SET OF TASKS:
1) Retype the stretch of the Love Island text from "The Love Island" through "kudos and cocktails.".
2) Answer these questions from the Love Island text:
(a) What do contestants win by competing in the challenges?
(b) What is the one other reality show the writer names as having the UK as enraptured?
(c) What three things was the nation already busy digesting?

EXCERPTED TEXT:
════════════════════
The Love Island premise is simple: toned young (because nobody over 29 could possibly find love on this island) men and women in swimwear play out heteronormative relationship structures under a microscope while the watching the public analyze their pursuits. As they pair off and hopefully find love, or a quick fling, temptation - in the form of rippling muscles and Western beauty standards - is paraded in front of them. Meanwhile, they compete in degrading challenges (like breaking watermelons with their toned buttocks or giving pulse racing lap dances) to win kudos and cocktails.
Other than The Great British Bake-Off, I can’t think of a singular reality show that has the UK as enraptured as Love Island. It’s edited chaos in real-time. It dangles carrots of conversation on topics as diverse as racial and gender politics, Brexit and the ‘Do Bits’ society to a baying audience of meme-makers. What it lacks in subtly it makes up for in uncovering the messy world of dating in 2018. The conversations on incel-lite men, like Dr Alex, and the double standards of Meghan Barton’s plastic surgery has caught up a nation already busy digesting Wimbledon, the World Cup and an unexpected heatwave.
════════════════════
Photo-based referring expression data:
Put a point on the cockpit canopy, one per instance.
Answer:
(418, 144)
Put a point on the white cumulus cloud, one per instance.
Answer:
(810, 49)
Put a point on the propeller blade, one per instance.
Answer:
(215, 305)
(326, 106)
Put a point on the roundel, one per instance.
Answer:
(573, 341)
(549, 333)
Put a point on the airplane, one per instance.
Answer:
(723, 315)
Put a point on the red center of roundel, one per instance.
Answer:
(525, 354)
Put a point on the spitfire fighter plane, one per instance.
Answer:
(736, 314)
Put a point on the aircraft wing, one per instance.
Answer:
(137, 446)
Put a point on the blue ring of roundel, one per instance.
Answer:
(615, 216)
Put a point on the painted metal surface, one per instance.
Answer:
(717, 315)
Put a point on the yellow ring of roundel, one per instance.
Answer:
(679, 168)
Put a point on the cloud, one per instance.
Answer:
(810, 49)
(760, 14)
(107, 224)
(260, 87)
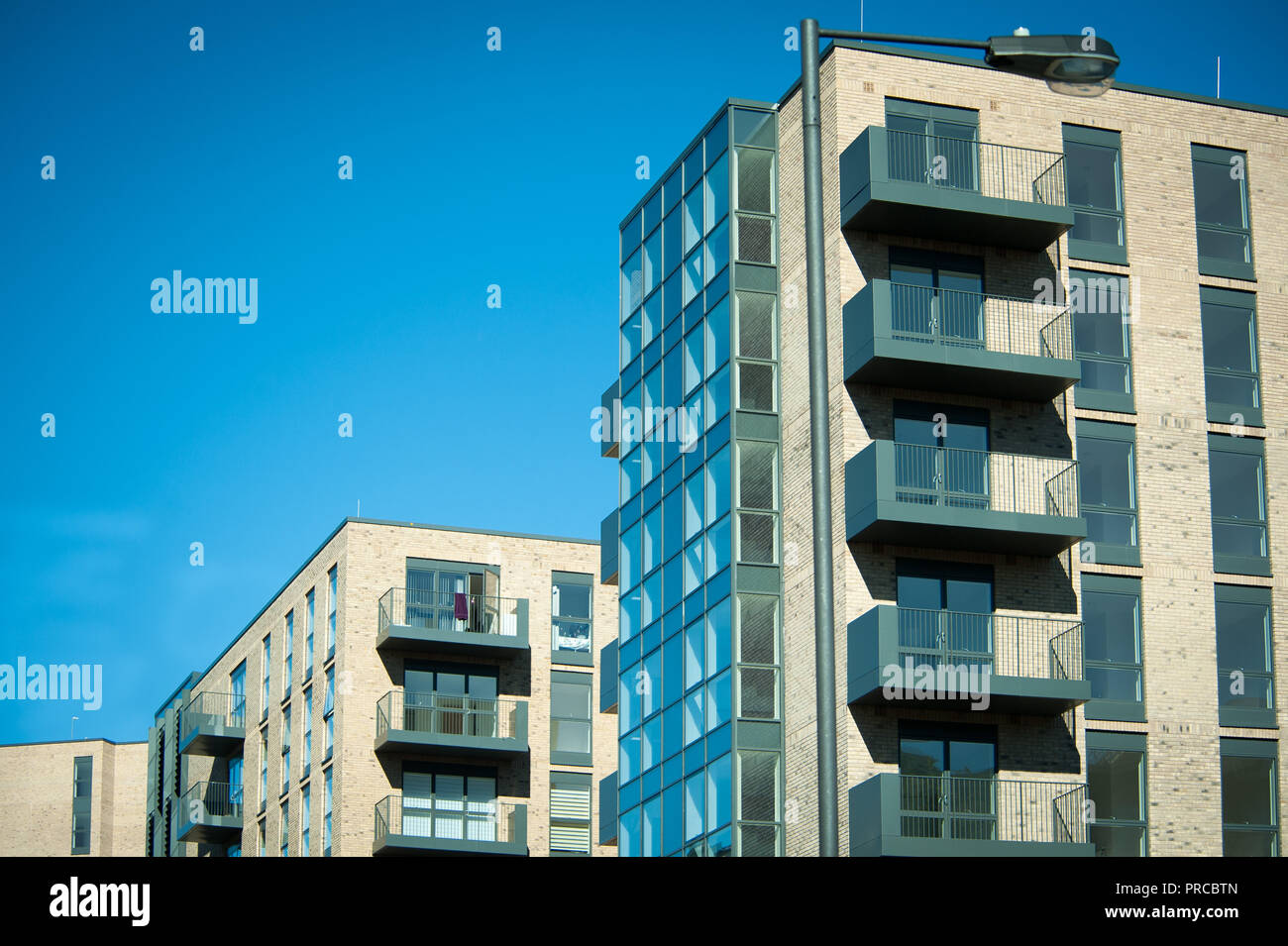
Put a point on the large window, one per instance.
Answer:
(1249, 798)
(1231, 369)
(82, 790)
(1093, 159)
(1100, 305)
(571, 618)
(570, 718)
(570, 812)
(1244, 661)
(1236, 469)
(1222, 211)
(1116, 781)
(1112, 646)
(1107, 481)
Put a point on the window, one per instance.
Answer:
(932, 145)
(288, 650)
(237, 687)
(1236, 470)
(1100, 305)
(263, 770)
(307, 760)
(570, 718)
(1116, 782)
(1107, 481)
(1245, 691)
(284, 825)
(1249, 798)
(268, 672)
(1094, 179)
(1112, 648)
(326, 816)
(570, 812)
(572, 619)
(333, 601)
(286, 749)
(304, 821)
(82, 793)
(1222, 211)
(329, 713)
(1231, 370)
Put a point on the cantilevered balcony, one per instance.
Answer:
(945, 340)
(438, 723)
(428, 825)
(948, 188)
(213, 723)
(961, 816)
(210, 812)
(432, 622)
(940, 497)
(956, 659)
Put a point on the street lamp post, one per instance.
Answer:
(1072, 65)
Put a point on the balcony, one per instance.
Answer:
(210, 812)
(430, 622)
(954, 816)
(940, 497)
(213, 723)
(1031, 665)
(947, 188)
(438, 723)
(958, 341)
(450, 826)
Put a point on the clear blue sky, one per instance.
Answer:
(471, 168)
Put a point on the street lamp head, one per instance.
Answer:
(1070, 64)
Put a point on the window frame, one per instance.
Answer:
(1227, 563)
(1089, 249)
(1117, 710)
(1211, 265)
(1104, 553)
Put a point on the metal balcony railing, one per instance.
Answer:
(974, 321)
(446, 716)
(986, 480)
(450, 610)
(1008, 645)
(211, 799)
(990, 170)
(450, 819)
(214, 710)
(982, 808)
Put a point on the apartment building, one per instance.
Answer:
(411, 690)
(1057, 415)
(80, 796)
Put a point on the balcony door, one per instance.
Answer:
(452, 596)
(948, 782)
(936, 297)
(940, 455)
(455, 804)
(451, 699)
(932, 145)
(945, 613)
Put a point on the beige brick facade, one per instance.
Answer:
(37, 798)
(372, 558)
(1171, 428)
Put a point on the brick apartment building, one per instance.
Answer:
(1057, 413)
════════════════════
SOLUTION LIST:
1)
The Love Island premise is simple: toned young (because nobody over 29 could possibly find love on this island) men and women in swimwear play out heteronormative relationship structures under a microscope while the watching the public analyze their pursuits. As they pair off and hopefully find love, or a quick fling, temptation - in the form of rippling muscles and Western beauty standards - is paraded in front of them. Meanwhile, they compete in degrading challenges (like breaking watermelons with their toned buttocks or giving pulse racing lap dances) to win kudos and cocktails.

2)
(a) Kudos and cocktails.
(b) The Great British Bake-Off.
(c) Wimbledon, the World Cup and an unexpected heatwave.